◆ Required tasks:
1. From the Times 27979 crossword post, output the exact passage that begins with the words containing "This one proved" and ends with "be so lucky.".
2. Pick up the Times 27979 crossword post after its last sentence and write the next part.

◆ Text shown:
=-=-=

Times 27979 – It’s no secret, but you may not know it!

Time: 30 minutes
Music: Paul Simon, Rhythm of the Saints

This one proved tougher than usual for a Monday – a lot of knowledge required.     If you are an experienced solver, you will just follow the cryptics and see what you get – surprise!   There were a few tough ones that stretched my knowledge, but I came though in the end.   But if you are missing a crucial piece of knowledge, you may not be so lucky.

I would like to thank everyone who got LiveJournal IDs and clicked “Join This Community” – it makes it easier for the administrators, even if it doesn’t fix all our problems.   As you know, running a large online discussion group is not easy.   I have tried to keep things pretty liberal here, with just a few gentle nudges when things get a little out of line.   I would also like to thank Jackkt and Jerry for their work in controlling spam and ejecting undesireables.

=-=-=

A data block:
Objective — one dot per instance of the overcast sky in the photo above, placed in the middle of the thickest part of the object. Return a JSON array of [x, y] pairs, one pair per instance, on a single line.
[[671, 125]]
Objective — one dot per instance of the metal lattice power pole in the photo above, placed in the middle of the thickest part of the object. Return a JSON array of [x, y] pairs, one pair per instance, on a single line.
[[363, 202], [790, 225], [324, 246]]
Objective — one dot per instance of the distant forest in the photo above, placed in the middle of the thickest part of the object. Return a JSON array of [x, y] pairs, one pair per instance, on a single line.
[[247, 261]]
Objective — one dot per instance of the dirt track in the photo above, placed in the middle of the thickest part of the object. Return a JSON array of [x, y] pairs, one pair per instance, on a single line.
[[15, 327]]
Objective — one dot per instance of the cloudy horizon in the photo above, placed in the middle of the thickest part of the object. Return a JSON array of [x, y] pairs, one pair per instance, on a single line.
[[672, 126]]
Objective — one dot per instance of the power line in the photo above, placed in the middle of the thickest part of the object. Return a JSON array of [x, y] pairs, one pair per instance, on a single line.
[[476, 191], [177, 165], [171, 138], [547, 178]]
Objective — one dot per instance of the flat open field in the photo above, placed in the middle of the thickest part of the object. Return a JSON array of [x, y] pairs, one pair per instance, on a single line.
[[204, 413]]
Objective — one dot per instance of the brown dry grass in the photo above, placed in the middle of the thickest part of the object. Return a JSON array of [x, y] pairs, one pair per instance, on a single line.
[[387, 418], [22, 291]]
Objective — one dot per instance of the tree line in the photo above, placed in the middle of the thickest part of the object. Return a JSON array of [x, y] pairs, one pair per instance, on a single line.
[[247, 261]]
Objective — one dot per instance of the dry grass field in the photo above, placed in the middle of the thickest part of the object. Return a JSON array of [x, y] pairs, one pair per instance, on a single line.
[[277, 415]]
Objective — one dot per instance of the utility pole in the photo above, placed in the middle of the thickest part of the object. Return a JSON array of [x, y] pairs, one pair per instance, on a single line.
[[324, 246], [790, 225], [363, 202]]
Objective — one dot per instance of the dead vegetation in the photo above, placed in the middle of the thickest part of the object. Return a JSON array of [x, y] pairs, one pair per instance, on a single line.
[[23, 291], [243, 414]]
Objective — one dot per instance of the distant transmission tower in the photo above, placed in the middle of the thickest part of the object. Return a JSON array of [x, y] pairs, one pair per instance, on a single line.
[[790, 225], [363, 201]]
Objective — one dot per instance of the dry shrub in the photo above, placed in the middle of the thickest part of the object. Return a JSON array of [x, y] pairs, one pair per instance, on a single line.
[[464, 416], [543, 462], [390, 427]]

=-=-=

◆ Answers:
1.
This one proved tougher than usual for a Monday – a lot of knowledge required.     If you are an experienced solver, you will just follow the cryptics and see what you get – surprise!   There were a few tough ones that stretched my knowledge, but I came though in the end.   But if you are missing a crucial piece of knowledge, you may not be so lucky.

2.
Across
1 Having tantrums on retreat, one in flight (4)
STEP – PETS backwards, my FOI.
4 One responsible for standards in cabbage and beer (4,6)
COLE PORTER – COLE + PORTER, different sorts of cabbage and beer.   A great literal!
9 Note covering wraps round nuts and washer (10)
LAUNDROMAT – LA (anagram of ROUND) MAT.
10 Son an amusing character spoils (4)
SWAG – S + WAG.
11 Political assistant has quiet time seizing power (6)
SHERPA – SH + ER(P)A.
12 Everything from Gatti at last seen in a French poem (8)
UNIVERSE – UN([gatt]I)VERSE.
14 Almost eat too much, coming back for drink (4)
GROG – GORG[e] backwards.
15 This thing shattered reveller finally wears? (10)
NIGHTSHIRT – Anagram of THIS THING + [revelle]R.
17 Old submarine docks at eastern island — almost everyone knows it (4,6)
OPEN SECRET – O PENS + E + CRET[e].
20 Case having been dismissed, criminals cheat at cards (4)
ROOK – [c]ROOK[s].
21 Photographic solution in second best city (4,4)
STOP BATH – S + TOP + BATH.
23 Leave vehicle burning (6)
ALIGHT – Double definition.
24 Short bloke has drug habit (4)
ROBE – ROB + E.
25 Rumble from ocean was disturbing to the ear (3,7)
SEE THROUGH – Sounds like SEA THREW, with rumble as a verb.
26 Tale recounting Catherine’s demise? (7,3)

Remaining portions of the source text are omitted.